Document section:
┌──

That night on the portaledge we blasted Michael Franti tunes and devoured a big dinner. In the arctic, food is your friend. When you feel cold, putting down several hundred calories of M&M’s and nuts stokes the internal fire.

 

Every day we took in over 5,000 calories and could have eaten more. I shouldn’t have been surprised when I woke late that night to find Cheyne quietly stuffing a handful of snacks into his mouth.  

 

 “Are you eating?” I asked, laughing.

 

 “Damn, man,” he said. “I got the nighttime nibbles, yo!”  

 

Above the Nighttime Nibbler Bivy, as we called our portaledge camp, the route dished out steep and difficult chimneys, tearing holes in our puffy arctic battle gear.  On day eight, we finally escaped the loose and dangerous corner for safety in hard and exposed aid climbing on the golden wall to the right. Casting off onto the perfect rock, I found small seams and difficult hooking leading right and finally into a long, airy, and exposed crack.

 

The strong winds blew in a storm that day so we climbed in a full blizzard, our fingers numb despite thick winter gloves. With temperatures of minus 25 Fahrenheit we fixed our ropes and retreated to the shelter of the Nighttime Nibbler Bivy.

└──

[Point annotation records]
┌──

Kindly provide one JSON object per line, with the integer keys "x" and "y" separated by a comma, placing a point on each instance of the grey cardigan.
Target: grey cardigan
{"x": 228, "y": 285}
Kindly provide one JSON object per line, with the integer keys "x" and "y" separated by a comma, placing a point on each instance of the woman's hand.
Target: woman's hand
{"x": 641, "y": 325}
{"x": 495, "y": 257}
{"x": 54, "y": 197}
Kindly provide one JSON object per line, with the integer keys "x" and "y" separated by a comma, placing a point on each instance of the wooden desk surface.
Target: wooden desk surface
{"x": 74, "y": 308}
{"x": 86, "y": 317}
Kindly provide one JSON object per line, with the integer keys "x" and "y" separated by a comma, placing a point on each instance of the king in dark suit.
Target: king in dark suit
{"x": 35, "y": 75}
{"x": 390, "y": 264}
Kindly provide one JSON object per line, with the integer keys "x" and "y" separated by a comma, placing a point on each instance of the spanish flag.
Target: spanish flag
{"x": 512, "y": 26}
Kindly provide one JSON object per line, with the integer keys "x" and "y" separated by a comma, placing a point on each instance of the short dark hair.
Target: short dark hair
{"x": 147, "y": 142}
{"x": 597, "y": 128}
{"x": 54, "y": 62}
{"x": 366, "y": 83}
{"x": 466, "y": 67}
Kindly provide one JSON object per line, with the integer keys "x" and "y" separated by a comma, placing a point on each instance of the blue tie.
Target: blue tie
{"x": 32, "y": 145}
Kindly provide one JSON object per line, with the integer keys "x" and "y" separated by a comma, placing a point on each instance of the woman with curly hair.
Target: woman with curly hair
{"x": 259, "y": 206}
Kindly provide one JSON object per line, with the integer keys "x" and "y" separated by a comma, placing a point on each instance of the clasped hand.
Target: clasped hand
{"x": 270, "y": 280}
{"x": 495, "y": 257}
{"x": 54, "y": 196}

└──

Tasks to perform:
• A. Quote the passage of the arctic climbing text between "Every day we" and "into his mouth.", inclusive.
• B. In the records, swap "clasped" for "folded" in the lines running from the one containing "with curly hair." through the end of the records, with both ends included. Return only those lines, leaving everything else unchanged.

Exercise responses:
• A.
Every day we took in over 5,000 calories and could have eaten more. I shouldn’t have been surprised when I woke late that night to find Cheyne quietly stuffing a handful of snacks into his mouth.

• B.
Kindly provide one JSON object per line, with the integer keys "x" and "y" separated by a comma, placing a point on each instance of the woman with curly hair.
Target: woman with curly hair
{"x": 259, "y": 206}
Kindly provide one JSON object per line, with the integer keys "x" and "y" separated by a comma, placing a point on each instance of the folded hand.
Target: folded hand
{"x": 270, "y": 280}
{"x": 495, "y": 257}
{"x": 54, "y": 196}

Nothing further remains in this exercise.